## ARTICLE
[start]

However, in the course of bringing the Application to hearing, certain key questions arising from the Amended Notice of Application have been resolved by agreement, resulting in a substantial narrowing of the scope of the present review.


[12]            It is agreed that the Treasury Board made the decision to pay the FLI-FIT group the prospective pay increase paid to the CR-5 group, but it is also agreed that the Treasury Board did not actually make a decision with respect to the FLI-FIT group not receiving the retroactive pay. It is agreed that only the Treasury Board has jurisdiction to determine the pay of the FLI-FIT group, including the retroactive pay under consideration; indeed, it is agreed that the Secretariat does not have the jurisdiction to make such a decision.

[13]            Regardless of the apparent void of decision-making within jurisdiction, with respect to the FLI-FIT group and the retroactive pay issue, two things are certain and uncontested: the Secretariat has expressed an uncontradicted rationale for why the FLI-FIT group should not receive the retroactive pay, upon which reliance can be placed in the disposition of the present Application; and the FLI-FIT group did not receive the retroactive pay.

[end]

## DATA TO PROCESS
[start]

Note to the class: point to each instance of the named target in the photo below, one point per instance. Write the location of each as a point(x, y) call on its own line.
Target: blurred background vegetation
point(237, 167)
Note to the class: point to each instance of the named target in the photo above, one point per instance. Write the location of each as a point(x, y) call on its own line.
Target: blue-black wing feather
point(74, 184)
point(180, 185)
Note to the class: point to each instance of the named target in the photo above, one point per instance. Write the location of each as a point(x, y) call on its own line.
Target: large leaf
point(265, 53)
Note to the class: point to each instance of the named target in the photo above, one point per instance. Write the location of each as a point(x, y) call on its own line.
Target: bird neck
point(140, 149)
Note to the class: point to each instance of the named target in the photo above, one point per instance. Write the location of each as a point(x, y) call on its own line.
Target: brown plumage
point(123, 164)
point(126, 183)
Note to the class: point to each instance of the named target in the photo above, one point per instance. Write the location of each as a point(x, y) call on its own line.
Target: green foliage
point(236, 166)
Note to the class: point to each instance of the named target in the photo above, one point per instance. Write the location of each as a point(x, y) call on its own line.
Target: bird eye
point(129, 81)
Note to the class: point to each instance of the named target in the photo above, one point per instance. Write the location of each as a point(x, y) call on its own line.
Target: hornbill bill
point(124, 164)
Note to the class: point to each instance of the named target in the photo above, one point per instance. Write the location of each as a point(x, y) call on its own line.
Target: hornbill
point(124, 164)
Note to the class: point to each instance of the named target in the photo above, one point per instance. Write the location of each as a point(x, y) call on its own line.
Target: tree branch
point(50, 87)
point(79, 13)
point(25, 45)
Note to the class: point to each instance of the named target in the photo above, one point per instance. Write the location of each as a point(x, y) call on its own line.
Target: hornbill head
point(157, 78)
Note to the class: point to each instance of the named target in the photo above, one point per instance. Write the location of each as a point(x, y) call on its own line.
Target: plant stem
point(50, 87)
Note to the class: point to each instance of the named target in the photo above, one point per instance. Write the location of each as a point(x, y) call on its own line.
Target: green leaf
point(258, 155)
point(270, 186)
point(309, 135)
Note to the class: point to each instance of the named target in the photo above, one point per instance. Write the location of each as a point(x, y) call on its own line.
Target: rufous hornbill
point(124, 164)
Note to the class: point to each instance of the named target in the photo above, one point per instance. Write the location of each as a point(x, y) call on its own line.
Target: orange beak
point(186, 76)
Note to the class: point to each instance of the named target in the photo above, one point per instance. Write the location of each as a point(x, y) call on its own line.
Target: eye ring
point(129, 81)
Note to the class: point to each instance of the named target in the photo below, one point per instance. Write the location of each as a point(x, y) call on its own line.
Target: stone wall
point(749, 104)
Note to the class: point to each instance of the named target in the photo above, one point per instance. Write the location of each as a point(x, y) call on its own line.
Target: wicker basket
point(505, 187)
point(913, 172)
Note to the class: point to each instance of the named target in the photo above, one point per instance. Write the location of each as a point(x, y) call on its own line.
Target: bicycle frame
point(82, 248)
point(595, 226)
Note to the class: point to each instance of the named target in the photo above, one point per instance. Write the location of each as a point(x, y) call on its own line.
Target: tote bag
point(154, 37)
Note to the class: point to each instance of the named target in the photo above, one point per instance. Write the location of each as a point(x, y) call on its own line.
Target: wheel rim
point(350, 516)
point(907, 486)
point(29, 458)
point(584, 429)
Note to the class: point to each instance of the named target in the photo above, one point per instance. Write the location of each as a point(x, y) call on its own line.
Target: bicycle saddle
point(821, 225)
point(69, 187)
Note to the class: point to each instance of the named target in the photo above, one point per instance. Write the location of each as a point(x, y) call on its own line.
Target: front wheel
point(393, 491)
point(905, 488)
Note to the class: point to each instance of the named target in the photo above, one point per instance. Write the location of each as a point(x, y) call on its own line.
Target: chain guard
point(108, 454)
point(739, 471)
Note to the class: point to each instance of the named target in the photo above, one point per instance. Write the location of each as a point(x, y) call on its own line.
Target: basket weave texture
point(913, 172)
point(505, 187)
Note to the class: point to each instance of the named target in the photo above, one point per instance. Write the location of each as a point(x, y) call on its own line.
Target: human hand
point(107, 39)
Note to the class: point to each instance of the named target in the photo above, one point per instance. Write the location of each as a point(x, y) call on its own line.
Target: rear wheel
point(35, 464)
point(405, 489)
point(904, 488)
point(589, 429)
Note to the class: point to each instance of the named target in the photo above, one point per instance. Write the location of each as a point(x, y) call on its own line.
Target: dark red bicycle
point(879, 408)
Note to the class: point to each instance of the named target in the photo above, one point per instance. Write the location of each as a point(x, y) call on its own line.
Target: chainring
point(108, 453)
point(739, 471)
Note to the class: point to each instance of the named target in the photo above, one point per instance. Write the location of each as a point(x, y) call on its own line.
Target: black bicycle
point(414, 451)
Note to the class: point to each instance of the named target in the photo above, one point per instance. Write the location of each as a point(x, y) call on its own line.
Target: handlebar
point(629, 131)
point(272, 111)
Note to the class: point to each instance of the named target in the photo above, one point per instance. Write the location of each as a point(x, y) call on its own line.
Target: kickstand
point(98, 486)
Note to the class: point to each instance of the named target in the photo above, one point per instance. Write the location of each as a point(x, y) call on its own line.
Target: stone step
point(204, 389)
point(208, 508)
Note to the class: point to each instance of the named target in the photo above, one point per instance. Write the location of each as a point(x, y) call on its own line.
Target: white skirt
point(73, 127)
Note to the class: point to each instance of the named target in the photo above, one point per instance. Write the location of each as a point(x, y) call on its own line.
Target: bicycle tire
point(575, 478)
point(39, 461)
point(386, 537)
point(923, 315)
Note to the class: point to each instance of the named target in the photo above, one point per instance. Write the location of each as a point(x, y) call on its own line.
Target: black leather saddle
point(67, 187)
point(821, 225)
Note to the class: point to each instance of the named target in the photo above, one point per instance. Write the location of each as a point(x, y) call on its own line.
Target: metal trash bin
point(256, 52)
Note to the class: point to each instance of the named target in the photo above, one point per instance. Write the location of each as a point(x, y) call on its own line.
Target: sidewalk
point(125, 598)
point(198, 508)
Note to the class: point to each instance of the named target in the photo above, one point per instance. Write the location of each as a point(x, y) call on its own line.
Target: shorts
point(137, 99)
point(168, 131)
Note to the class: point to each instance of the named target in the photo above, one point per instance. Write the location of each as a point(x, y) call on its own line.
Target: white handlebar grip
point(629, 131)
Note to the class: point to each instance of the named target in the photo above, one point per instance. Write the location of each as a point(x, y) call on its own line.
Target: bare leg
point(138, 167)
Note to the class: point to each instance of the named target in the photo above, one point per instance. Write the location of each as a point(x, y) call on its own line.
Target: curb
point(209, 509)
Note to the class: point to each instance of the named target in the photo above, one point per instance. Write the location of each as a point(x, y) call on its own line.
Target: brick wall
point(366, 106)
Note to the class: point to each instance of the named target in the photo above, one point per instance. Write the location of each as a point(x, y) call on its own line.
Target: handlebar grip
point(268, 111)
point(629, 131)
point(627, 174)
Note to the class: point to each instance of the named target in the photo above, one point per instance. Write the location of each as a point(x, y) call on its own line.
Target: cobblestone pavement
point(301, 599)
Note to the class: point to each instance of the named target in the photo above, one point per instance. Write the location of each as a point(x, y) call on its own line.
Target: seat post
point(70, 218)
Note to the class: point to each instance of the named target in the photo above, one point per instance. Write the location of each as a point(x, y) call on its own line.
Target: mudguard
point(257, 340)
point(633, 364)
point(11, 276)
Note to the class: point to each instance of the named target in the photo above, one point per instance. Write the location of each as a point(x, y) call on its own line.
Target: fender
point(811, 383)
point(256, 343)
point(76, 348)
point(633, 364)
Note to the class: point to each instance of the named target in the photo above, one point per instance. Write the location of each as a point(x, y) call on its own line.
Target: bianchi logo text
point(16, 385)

[end]

## TASK REQUIREMENTS
(1) Retype the full excerpt on the FLI-FIT group's retroactive pay, word for word.
(2) Reproduce the records from their first line through the line containing "point(237, 167)", swapping "vegetation" for "greenery" and leaving everything else unchanged.

## RESPONSES
(1)
However, in the course of bringing the Application to hearing, certain key questions arising from the Amended Notice of Application have been resolved by agreement, resulting in a substantial narrowing of the scope of the present review.


[12]            It is agreed that the Treasury Board made the decision to pay the FLI-FIT group the prospective pay increase paid to the CR-5 group, but it is also agreed that the Treasury Board did not actually make a decision with respect to the FLI-FIT group not receiving the retroactive pay. It is agreed that only the Treasury Board has jurisdiction to determine the pay of the FLI-FIT group, including the retroactive pay under consideration; indeed, it is agreed that the Secretariat does not have the jurisdiction to make such a decision.

[13]            Regardless of the apparent void of decision-making within jurisdiction, with respect to the FLI-FIT group and the retroactive pay issue, two things are certain and uncontested: the Secretariat has expressed an uncontradicted rationale for why the FLI-FIT group should not receive the retroactive pay, upon which reliance can be placed in the disposition of the present Application; and the FLI-FIT group did not receive the retroactive pay.

(2)
Note to the class: point to each instance of the named target in the photo below, one point per instance. Write the location of each as a point(x, y) call on its own line.
Target: blurred background greenery
point(237, 167)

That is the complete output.